In the text on the song "Little Caney," revise the stretch starting with "If it’s true" and going on through "and newborn daughter." by replacing "bridges" with "paths", then give that stretch again in full.

READING TEXT:
•••

If it’s true that love is something you do, not a romantic ideal you feel, few songs have embodied this love like “Little Caney.” It’s a love that builds bridges between past, present, and future, and it’s this song that I dedicate to my dad and newborn daughter.
Glossary – Little Caney
The Better Angels Of Our Nature, 2007
Bandcamp
Hold my hand and walk the ground softly
We don’t wanna wake the dead
Just want a little corn in our bread and settle down
Come on Little Caney you know the sun is sinking now
And we got to make it on out to where your branches lay
Marked by stones and covered by wildflowers
Is family you’ve never known
Rotten old clothes lying in boxes of bones
I wish you could’ve been there when they all had souls
So much soul
Don’t get lost in the tall tall grass
It’s grown as high as you
I can see the graveyard peeking through the trees
And the scattered monuments of your kin
Reunited in the dirt
Only absent the hurt that living brings
Marked by stones and covered by wildflowers
Is family you’ve never known
Rotten old clothes lying in boxes of bones
I wish you could’ve been there when they all had souls
So much soul
Looky here Little Caney, honey don’t you cry
You know we’re all going to die someday
And the hand of another you’ll be holding tight
When you walk out to the site where I lay
Marked by stones and covered by wildflowers
Is family you’ve never known
Rotten old clothes lying in boxes of bones
I wish you could’ve been there when they all had souls
So much soul
Where did it go?

•••

SOURCE MATERIAL:
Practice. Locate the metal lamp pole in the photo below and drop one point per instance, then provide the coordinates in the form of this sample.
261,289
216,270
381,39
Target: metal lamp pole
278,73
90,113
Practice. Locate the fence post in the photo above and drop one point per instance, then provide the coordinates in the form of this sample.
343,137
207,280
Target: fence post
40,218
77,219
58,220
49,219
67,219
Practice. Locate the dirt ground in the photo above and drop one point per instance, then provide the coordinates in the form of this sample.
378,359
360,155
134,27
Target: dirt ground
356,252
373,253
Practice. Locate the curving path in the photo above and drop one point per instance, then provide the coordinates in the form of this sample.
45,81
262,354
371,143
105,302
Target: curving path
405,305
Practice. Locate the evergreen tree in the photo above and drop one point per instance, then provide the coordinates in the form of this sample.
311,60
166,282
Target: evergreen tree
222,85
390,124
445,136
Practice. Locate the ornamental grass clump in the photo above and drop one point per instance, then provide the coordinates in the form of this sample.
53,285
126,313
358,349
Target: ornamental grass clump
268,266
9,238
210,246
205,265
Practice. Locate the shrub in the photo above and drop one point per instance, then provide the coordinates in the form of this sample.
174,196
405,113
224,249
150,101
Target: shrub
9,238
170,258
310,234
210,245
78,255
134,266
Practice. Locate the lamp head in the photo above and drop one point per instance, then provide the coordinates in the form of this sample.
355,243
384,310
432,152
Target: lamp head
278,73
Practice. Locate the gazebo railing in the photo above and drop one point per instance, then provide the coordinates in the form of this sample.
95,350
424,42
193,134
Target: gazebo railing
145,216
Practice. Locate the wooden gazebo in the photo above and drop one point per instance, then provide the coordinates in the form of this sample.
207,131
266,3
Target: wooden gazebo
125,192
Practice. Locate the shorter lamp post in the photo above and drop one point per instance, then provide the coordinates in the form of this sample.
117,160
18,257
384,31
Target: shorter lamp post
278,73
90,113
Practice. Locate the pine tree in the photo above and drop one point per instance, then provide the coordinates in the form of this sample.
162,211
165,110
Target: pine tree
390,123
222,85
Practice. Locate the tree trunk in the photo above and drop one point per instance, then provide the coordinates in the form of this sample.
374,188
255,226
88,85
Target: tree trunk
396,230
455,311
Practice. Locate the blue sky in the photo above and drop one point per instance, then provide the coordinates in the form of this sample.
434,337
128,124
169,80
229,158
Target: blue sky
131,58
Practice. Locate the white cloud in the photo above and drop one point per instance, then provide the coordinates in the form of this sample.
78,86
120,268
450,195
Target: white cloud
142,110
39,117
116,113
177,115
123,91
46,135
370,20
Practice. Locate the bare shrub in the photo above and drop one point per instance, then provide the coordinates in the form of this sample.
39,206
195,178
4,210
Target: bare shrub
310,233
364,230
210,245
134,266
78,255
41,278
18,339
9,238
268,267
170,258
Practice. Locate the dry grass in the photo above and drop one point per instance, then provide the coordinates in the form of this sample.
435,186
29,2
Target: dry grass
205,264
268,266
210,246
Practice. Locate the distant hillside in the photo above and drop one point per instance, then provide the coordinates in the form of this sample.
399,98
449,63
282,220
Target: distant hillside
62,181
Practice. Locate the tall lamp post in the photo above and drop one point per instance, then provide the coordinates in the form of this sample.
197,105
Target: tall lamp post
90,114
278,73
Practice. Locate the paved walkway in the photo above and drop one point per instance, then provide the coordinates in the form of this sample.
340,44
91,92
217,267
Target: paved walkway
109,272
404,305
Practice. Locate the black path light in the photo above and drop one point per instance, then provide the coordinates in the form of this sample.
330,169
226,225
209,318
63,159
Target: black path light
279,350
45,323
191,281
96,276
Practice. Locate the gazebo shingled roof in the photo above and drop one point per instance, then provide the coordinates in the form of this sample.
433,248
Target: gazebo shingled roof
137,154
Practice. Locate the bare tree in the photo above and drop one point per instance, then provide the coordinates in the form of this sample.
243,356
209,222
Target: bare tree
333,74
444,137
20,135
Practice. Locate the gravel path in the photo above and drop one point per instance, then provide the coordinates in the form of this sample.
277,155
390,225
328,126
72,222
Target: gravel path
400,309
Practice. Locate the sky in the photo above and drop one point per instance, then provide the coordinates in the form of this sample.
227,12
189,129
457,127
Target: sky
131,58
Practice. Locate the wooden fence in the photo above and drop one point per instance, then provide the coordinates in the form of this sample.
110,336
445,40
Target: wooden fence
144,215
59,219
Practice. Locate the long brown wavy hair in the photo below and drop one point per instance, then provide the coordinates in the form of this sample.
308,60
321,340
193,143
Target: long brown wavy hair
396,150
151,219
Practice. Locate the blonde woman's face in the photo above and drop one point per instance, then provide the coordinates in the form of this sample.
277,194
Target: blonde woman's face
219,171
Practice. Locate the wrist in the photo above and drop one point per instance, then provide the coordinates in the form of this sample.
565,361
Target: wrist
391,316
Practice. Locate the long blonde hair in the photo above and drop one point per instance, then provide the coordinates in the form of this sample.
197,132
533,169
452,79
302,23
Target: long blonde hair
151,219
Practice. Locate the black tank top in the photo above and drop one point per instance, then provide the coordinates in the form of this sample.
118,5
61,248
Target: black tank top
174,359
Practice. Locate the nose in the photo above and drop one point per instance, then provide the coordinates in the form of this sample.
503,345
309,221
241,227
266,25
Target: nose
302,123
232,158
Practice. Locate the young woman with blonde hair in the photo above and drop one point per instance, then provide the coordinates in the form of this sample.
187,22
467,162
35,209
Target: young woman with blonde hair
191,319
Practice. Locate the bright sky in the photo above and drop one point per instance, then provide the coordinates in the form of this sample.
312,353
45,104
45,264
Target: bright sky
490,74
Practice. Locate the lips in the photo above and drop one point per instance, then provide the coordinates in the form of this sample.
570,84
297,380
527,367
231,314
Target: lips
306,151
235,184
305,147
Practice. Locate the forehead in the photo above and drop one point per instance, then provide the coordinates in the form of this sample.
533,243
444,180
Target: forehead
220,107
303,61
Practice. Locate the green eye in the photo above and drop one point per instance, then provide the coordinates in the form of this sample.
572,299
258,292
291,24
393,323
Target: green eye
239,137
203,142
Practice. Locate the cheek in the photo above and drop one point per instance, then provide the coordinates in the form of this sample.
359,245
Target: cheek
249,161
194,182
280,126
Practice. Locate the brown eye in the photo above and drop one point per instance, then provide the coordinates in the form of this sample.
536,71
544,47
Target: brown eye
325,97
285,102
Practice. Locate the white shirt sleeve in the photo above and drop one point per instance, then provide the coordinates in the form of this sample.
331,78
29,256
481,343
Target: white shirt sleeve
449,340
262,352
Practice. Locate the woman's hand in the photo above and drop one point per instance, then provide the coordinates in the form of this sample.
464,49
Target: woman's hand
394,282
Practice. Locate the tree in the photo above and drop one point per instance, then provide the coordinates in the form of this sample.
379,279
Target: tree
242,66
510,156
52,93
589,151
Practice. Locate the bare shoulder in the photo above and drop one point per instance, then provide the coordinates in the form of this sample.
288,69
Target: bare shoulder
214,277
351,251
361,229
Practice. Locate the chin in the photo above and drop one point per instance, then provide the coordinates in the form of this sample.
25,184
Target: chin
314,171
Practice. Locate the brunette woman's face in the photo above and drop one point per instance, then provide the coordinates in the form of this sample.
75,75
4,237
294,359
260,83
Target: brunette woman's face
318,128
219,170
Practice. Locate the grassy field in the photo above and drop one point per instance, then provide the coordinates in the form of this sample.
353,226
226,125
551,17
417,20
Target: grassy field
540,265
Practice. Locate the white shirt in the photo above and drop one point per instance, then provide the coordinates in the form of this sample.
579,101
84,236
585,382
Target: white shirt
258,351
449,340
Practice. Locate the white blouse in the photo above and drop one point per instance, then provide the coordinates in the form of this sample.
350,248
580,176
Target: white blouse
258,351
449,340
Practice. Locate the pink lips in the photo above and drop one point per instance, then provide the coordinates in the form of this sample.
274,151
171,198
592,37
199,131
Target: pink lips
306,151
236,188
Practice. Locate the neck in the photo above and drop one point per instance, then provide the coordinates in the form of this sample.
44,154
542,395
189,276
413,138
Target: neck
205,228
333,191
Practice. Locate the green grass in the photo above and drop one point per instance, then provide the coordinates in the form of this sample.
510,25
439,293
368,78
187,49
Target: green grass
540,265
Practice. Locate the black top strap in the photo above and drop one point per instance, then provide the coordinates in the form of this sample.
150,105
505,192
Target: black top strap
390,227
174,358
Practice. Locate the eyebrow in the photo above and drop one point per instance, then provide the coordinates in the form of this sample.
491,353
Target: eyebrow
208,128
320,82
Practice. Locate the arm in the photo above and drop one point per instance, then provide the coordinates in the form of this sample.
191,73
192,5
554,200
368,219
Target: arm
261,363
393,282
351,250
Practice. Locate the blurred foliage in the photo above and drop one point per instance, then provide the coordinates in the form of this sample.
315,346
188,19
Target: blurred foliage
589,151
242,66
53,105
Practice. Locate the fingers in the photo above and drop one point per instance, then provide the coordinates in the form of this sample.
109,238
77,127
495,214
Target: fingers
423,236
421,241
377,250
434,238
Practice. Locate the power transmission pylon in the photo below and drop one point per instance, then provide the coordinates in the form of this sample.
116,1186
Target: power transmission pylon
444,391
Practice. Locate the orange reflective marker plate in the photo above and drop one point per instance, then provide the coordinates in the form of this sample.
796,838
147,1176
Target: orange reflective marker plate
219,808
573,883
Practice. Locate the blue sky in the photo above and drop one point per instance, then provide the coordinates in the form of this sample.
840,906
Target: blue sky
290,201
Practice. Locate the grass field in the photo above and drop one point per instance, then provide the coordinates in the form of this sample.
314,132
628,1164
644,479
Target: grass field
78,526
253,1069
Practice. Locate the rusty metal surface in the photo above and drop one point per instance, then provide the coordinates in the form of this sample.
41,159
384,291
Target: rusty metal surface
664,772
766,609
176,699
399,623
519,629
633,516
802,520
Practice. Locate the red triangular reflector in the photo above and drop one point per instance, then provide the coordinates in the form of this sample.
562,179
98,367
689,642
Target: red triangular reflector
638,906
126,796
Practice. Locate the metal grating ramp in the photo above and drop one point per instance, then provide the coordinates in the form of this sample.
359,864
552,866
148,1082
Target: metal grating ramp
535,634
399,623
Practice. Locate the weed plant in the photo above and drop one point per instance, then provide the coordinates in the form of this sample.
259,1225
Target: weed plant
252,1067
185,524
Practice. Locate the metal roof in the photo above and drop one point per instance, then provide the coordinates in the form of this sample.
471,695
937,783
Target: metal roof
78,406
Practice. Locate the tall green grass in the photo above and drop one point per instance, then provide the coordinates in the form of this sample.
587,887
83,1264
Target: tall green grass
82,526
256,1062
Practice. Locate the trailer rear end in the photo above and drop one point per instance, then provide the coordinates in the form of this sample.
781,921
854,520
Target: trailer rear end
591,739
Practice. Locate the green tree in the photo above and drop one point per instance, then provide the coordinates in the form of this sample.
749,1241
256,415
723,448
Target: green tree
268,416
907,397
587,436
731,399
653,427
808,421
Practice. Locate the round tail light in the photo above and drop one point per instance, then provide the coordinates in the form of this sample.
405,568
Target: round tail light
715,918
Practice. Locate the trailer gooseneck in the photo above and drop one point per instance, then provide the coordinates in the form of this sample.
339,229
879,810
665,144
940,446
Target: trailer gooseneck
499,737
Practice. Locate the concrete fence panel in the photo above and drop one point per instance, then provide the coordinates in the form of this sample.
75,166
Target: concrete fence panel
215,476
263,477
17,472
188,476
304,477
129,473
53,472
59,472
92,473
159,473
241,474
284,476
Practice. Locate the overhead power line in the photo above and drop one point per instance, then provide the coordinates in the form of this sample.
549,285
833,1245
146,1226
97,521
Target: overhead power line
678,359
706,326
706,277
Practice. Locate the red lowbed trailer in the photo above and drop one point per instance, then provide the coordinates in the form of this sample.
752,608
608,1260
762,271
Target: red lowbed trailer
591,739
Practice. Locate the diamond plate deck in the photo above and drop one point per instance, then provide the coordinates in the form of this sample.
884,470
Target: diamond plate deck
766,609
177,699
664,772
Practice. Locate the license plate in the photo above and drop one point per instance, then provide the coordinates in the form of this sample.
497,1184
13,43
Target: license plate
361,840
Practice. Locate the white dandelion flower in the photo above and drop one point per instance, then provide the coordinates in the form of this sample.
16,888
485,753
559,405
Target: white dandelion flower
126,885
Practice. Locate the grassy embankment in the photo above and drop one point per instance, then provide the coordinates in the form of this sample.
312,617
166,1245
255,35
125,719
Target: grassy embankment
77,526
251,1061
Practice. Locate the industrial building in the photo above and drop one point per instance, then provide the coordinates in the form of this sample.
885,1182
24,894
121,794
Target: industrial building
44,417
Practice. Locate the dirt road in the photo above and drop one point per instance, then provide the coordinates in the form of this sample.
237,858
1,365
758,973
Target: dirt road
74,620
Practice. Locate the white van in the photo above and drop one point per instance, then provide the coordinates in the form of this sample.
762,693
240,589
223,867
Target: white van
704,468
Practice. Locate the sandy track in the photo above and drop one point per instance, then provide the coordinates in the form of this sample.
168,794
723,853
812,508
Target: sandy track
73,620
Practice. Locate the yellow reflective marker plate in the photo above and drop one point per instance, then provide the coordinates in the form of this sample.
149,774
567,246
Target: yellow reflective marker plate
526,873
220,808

•••

WRITTEN RESPONSE:
If it’s true that love is something you do, not a romantic ideal you feel, few songs have embodied this love like “Little Caney.” It’s a love that builds paths between past, present, and future, and it’s this song that I dedicate to my dad and newborn daughter.